Task statement: From the first line through the line containing "Target: floral rug pattern", transcribe the records exactly and include no other lines.

Referring expression pointing data:
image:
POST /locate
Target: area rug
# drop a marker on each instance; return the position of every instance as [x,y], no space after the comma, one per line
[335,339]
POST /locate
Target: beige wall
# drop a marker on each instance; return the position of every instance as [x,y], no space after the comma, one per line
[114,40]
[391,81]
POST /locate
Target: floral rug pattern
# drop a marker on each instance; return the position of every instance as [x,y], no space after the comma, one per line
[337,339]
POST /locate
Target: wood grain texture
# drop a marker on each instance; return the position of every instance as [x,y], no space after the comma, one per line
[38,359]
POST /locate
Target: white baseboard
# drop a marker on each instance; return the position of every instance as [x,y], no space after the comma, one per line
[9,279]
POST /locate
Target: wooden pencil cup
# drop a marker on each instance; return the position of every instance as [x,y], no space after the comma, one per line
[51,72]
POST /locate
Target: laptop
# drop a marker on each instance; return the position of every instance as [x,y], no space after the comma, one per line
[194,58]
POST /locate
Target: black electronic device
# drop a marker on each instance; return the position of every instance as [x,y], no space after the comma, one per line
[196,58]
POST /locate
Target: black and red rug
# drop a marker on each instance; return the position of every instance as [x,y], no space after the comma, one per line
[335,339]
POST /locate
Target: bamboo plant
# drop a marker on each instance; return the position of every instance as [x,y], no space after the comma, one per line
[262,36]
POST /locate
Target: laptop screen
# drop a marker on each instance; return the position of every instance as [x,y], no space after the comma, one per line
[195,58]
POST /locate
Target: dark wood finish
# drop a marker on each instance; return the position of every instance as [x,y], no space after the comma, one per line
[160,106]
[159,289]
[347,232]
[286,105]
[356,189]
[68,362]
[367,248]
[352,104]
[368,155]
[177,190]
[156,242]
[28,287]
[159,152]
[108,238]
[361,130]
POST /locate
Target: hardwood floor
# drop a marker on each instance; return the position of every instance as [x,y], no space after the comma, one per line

Solved exercise:
image:
POST /locate
Target: area rug
# drop a marker on each instance; return the position of every instance as [x,y], no space after the comma, one per line
[335,339]
POST /locate
Target: beige wall
# drop a marker on each instance; return the position of every instance as [x,y], no space after the comma, one per line
[114,40]
[391,81]
POST /locate
Target: floral rug pattern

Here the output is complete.